--- AIM OF THE EXERCISE ---
Format every line of the listing below as a numbered list, leaving out any blank lines.

--- RECORDS PROVIDED ---
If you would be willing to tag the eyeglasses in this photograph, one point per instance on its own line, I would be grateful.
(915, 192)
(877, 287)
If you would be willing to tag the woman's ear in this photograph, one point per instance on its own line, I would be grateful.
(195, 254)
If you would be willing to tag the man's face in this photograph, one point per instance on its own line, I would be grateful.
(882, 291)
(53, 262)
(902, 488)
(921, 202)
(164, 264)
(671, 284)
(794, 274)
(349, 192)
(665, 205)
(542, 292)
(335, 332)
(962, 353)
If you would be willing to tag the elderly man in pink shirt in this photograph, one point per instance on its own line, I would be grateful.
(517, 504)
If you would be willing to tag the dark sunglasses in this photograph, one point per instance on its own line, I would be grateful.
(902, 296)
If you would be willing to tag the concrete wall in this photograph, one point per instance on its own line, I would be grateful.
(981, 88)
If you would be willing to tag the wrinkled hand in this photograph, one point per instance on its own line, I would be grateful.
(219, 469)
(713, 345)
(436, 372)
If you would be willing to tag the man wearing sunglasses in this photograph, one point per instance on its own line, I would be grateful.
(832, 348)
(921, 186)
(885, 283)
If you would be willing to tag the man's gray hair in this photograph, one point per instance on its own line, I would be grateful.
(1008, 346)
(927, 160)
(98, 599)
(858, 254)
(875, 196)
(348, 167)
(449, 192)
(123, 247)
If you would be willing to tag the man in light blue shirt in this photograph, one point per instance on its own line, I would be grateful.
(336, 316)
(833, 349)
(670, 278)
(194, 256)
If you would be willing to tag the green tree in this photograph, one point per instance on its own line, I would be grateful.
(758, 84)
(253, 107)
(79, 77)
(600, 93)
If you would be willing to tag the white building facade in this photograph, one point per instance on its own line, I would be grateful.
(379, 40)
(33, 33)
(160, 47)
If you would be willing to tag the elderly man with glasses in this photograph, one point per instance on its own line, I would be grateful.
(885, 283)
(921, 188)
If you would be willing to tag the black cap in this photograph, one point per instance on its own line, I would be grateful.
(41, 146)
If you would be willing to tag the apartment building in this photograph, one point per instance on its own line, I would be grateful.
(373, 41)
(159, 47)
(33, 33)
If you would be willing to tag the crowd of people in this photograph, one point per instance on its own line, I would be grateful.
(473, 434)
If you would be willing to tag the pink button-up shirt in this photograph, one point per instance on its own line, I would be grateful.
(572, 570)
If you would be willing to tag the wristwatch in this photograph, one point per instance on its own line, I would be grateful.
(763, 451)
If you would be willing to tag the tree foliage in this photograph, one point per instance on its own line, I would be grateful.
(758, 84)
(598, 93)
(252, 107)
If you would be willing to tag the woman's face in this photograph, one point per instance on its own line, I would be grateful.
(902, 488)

--- WRITTEN RESPONSE ---
1. If you would be willing to tag the eyeglasses in this photograph, one point per instance on its own line, I would be grateful.
2. (915, 192)
3. (877, 287)
4. If you would be willing to tag the woman's ear in this photograph, one point per instance on its own line, I would be grateful.
5. (195, 254)
6. If you would be willing to tag the man's face in this photograph, one point per instance on its own line, I would be grateful.
7. (882, 291)
8. (53, 262)
9. (902, 488)
10. (921, 202)
11. (164, 264)
12. (671, 284)
13. (794, 274)
14. (349, 192)
15. (665, 205)
16. (542, 292)
17. (335, 332)
18. (962, 353)
19. If you would be willing to tag the elderly man in pink shirt in this photograph, one point per instance on its own line, I would be grateful.
20. (517, 504)
21. If you would be willing to tag the dark sunglasses in this photograph, one point per instance on its own line, I would be grateful.
22. (902, 296)
23. If you would be willing to tag the concrete wall in this photograph, one point per instance on its own line, I would be grateful.
24. (981, 88)
25. If you would be willing to tag the wrinkled hand in this photograph, one point per instance on its own line, I would be grateful.
26. (219, 469)
27. (713, 345)
28. (436, 372)
29. If you would be willing to tag the man wearing sunglasses in this photograph, one point per instance on its own line, I would be grateful.
30. (832, 348)
31. (921, 186)
32. (885, 283)
33. If you would be willing to tag the man's gray hair in this photograph, one point per instance on its own line, I would be grateful.
34. (1008, 346)
35. (927, 160)
36. (98, 599)
37. (858, 254)
38. (875, 196)
39. (348, 167)
40. (449, 192)
41. (123, 247)
42. If you would be willing to tag the man in light blue shirt in this photograph, one point per instance on its own line, I would be grateful.
43. (336, 316)
44. (833, 349)
45. (670, 278)
46. (194, 256)
47. If you would be willing to tag the green tree in this photograph, one point per instance on its own line, I would be grateful.
48. (758, 84)
49. (253, 107)
50. (79, 77)
51. (600, 93)
52. If you would be willing to tag the white building facade in this photograph, one point per instance on its own line, I would be grateful.
53. (379, 40)
54. (33, 33)
55. (160, 47)
56. If you would be willing to tag the elderly man with glasses in this photograph, one point per instance on its own line, I would be grateful.
57. (885, 283)
58. (921, 188)
59. If you would be willing to tag the black cap in this photograph, one point per instance on its own line, I would be grateful.
60. (41, 146)
61. If you would be willing to tag the apartment building in this photograph, one point per instance on its own line, I would be grateful.
62. (373, 41)
63. (159, 47)
64. (33, 33)
65. If you would be willing to tag the crowd of people in this photograph, one point per instance on its own line, I would be grateful.
66. (473, 434)
67. If you would be willing to tag the pink button-up shirt in this photograph, one point per instance on its own line, I would be grateful.
68. (572, 570)
69. If you would be willing to tag the wristwatch in this photograph, one point per instance on its own line, I would be grateful.
70. (763, 451)
71. If you would be willing to tag the tree foliage in this photograph, one point per instance on its own line, I would be grateful.
72. (758, 84)
73. (598, 93)
74. (252, 107)
75. If you would be willing to tag the woman's face in this photograph, one point per instance on its own line, I would be grateful.
76. (902, 488)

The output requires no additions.